■ **Work required**: Quote the stretch of the passage on slavery from "These arguments are" through "their own country.".
* Start Source text *
CHAP. IX. (2)

Previous

The reader may perhaps think, that the receivers have by this time expended all their arguments, but their store is not so easily exhausted. They are well aware that justice, nature, and religion, will continue, as they have ever uniformly done, to oppose their conduct. This has driven them to exert their ingenuity, and has occasioned that multiplicity of arguments to be found in the present question.

These arguments are of a different complexion from the former. They consist in comparing the state of slaves with that of some of the classes of free men, and in certain scenes of felicity, which the former are said to enjoy.

It is affirmed that the punishments which the Africans undergo, are less severe than the military; that their life is happier than that of the English peasant; that they have the advantages of manumission; that they have their little spots of ground, their holy-days, their dances; in short, that their life is a scene of festivity and mirth, and that they are much happier in the colonies than in their own country.

These representations, which have been made out with much ingenuity and art, may have had their weight with the unwary; but they will never pass with men of consideration and sense, who are accustomed to estimate the probability of things, before they admit them to be true. Indeed the bare assertion, that their situation is even comfortable, contains its own refutation, or at least leads us to suspect that the person, who asserted it, has omitted some important considerations in the account. Such we shall shew to have been actually the case, and that the representations of the receivers, when stripped of their glossy ornaments, are but empty declamation.
* End Source text *
* Start Given data *
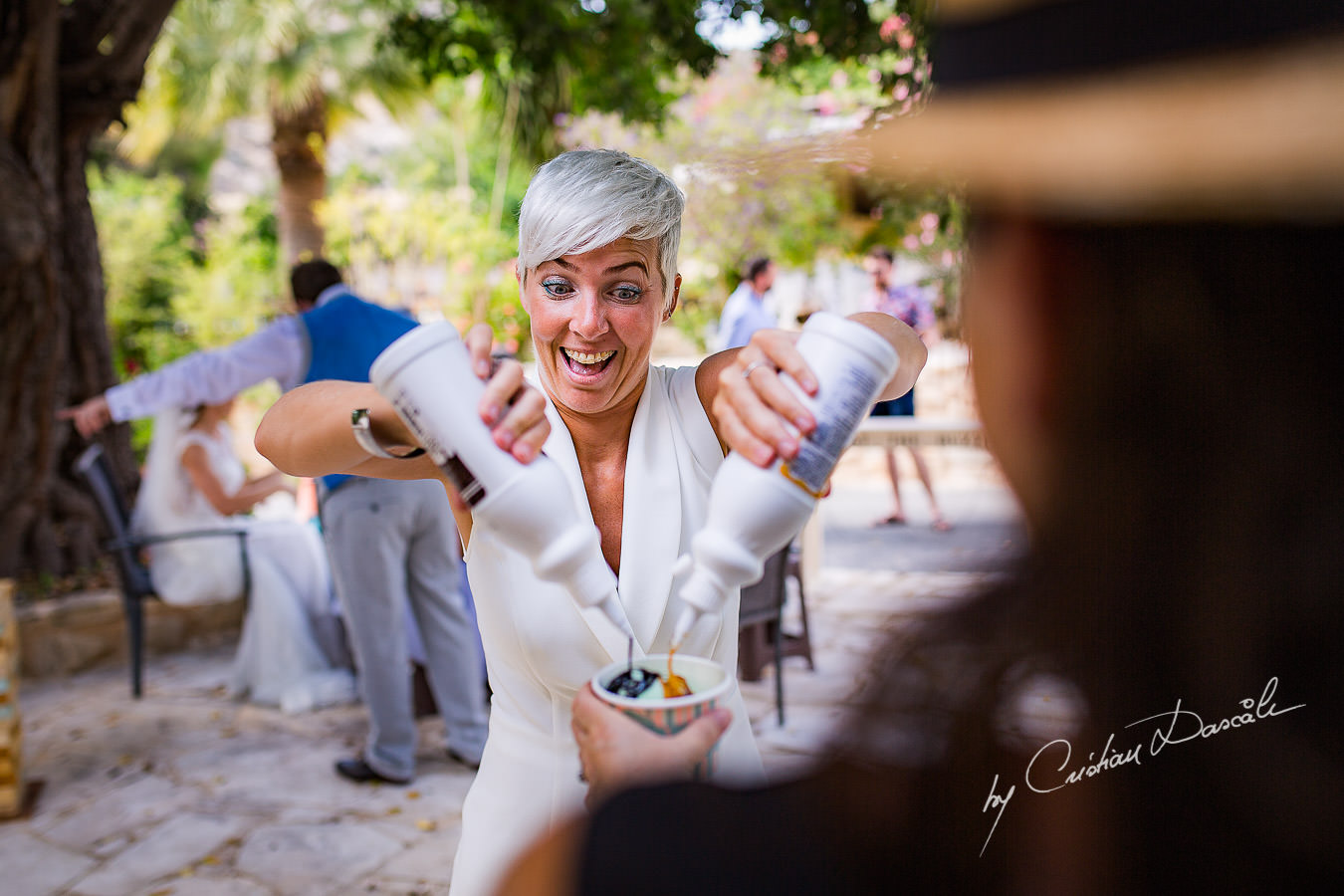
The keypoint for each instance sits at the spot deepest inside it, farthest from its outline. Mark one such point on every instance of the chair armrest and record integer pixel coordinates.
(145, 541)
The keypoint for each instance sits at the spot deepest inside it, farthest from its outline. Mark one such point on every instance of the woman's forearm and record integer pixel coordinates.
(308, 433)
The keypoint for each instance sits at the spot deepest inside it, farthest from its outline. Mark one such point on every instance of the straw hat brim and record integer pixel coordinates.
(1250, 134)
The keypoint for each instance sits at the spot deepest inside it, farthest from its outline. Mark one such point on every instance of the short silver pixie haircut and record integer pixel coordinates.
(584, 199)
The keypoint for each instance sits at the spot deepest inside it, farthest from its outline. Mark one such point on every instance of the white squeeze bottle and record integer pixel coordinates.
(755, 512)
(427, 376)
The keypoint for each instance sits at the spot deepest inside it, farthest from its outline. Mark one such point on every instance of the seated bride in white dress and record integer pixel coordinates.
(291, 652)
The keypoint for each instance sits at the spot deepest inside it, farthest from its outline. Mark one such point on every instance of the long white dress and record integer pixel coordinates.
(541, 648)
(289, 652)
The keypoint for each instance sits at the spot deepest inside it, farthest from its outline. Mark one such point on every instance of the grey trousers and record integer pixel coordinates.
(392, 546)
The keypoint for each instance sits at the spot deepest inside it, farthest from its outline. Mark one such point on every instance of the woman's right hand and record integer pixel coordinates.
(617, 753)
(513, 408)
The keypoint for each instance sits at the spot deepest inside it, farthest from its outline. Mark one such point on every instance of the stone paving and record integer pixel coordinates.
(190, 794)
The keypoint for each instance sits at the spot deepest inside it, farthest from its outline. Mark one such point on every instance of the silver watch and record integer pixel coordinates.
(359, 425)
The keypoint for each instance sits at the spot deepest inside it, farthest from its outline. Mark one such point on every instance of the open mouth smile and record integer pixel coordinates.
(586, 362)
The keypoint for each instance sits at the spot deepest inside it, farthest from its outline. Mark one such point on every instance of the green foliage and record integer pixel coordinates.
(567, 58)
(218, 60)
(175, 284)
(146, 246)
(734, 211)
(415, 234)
* End Given data *
■ **Correct response**:
These arguments are of a different complexion from the former. They consist in comparing the state of slaves with that of some of the classes of free men, and in certain scenes of felicity, which the former are said to enjoy.

It is affirmed that the punishments which the Africans undergo, are less severe than the military; that their life is happier than that of the English peasant; that they have the advantages of manumission; that they have their little spots of ground, their holy-days, their dances; in short, that their life is a scene of festivity and mirth, and that they are much happier in the colonies than in their own country.